### Task to carry out
Skip the images. Copy the records exactly as written.

[Excerpts from point annotation data]
══════════════════════════════

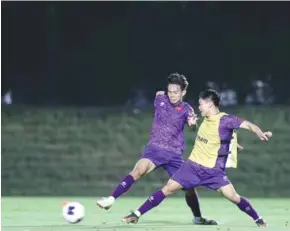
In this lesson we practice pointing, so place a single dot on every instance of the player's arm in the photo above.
(240, 148)
(191, 118)
(255, 129)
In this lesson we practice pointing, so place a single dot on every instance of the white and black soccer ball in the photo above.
(73, 212)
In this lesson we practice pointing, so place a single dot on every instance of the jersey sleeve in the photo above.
(159, 99)
(232, 122)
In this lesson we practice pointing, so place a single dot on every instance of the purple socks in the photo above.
(123, 187)
(154, 200)
(246, 207)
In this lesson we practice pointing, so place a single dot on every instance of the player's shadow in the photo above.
(164, 222)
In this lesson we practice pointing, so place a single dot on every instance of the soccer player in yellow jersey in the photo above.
(207, 161)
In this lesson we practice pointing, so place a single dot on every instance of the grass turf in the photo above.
(44, 214)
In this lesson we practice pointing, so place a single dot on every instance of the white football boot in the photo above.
(106, 202)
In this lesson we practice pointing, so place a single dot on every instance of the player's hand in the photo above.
(265, 135)
(192, 119)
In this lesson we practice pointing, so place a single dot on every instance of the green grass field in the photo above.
(44, 214)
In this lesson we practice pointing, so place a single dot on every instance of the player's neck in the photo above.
(213, 112)
(176, 104)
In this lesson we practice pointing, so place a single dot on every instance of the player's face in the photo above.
(175, 93)
(204, 106)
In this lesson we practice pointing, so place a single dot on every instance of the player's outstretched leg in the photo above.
(154, 200)
(142, 167)
(243, 204)
(192, 201)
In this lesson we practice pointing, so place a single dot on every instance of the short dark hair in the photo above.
(211, 94)
(178, 79)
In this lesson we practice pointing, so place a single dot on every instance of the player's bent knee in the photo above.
(171, 187)
(141, 168)
(235, 198)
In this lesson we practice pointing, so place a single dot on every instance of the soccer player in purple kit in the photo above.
(166, 144)
(207, 161)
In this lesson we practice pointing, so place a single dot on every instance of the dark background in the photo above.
(95, 53)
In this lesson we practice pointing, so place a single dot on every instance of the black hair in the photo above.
(178, 79)
(211, 94)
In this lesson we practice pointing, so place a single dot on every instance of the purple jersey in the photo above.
(168, 125)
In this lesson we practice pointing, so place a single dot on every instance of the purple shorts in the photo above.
(169, 161)
(192, 175)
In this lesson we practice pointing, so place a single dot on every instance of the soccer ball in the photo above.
(73, 212)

══════════════════════════════

### Exercise response
In this lesson we practice pointing, so place a single dot on every instance of the player's arm in the photo above.
(240, 148)
(191, 118)
(255, 129)
In this lesson we practice pointing, so place a single dot on every instance of the white and black soccer ball in the photo above.
(73, 212)
In this lesson we practice pointing, so place a single dot on every instance of the jersey sleeve in the photo above.
(159, 99)
(232, 122)
In this lesson we practice pointing, so place a single dot on every instance of the purple socks in the photo above.
(123, 187)
(154, 200)
(246, 207)
In this lesson we practice pointing, so place a single dot on every instance of the player's shadow in the photo above.
(164, 222)
In this lesson we practice pointing, so place a single dot on every instance of the soccer player in yellow jersey in the photo above.
(207, 161)
In this lesson we practice pointing, so place a single dot on every instance of the grass turf in the photo above.
(44, 214)
In this lesson we practice pointing, so place a single dot on every instance of the white football boot in the photo above.
(106, 202)
In this lesson we practice pointing, so place a single dot on every instance of the player's hand in the photo above.
(265, 135)
(192, 119)
In this lesson we practice pointing, so place a single dot on every instance of the green grass field in the photo above.
(44, 214)
In this lesson we practice pointing, so place a single dot on every instance of the player's neck in the photo above.
(213, 112)
(176, 104)
In this lesson we practice pointing, so place a single dot on every instance of the player's face in the photo above.
(175, 93)
(204, 106)
In this lesson we practice pointing, so place a single dot on every instance of the player's outstretched leg in the photo above.
(154, 200)
(142, 167)
(243, 204)
(192, 201)
In this lesson we practice pointing, so place a single dot on every instance of the short dark hair in the photo above.
(211, 94)
(178, 79)
In this lesson we practice pointing, so place a single dot on every instance of the player's bent knee in the photo above.
(171, 187)
(141, 168)
(235, 198)
In this lesson we practice pointing, so place a single dot on every instance of the soccer player in purple kit in the photo above.
(166, 144)
(207, 161)
In this lesson we practice pointing, so place a single dot on every instance of the dark background in the photo above.
(95, 53)
In this lesson we practice pointing, so place a single dot on every instance of the black hair in the photo above.
(178, 79)
(211, 94)
In this lesson we practice pointing, so place a single dot on every instance of the purple jersey in the photo above.
(168, 125)
In this lesson we practice pointing, so place a single dot on every instance of the purple shorts in the photo above.
(169, 161)
(192, 175)
In this lesson we practice pointing, so place a single dot on every instance of the soccer ball in the photo above.
(73, 212)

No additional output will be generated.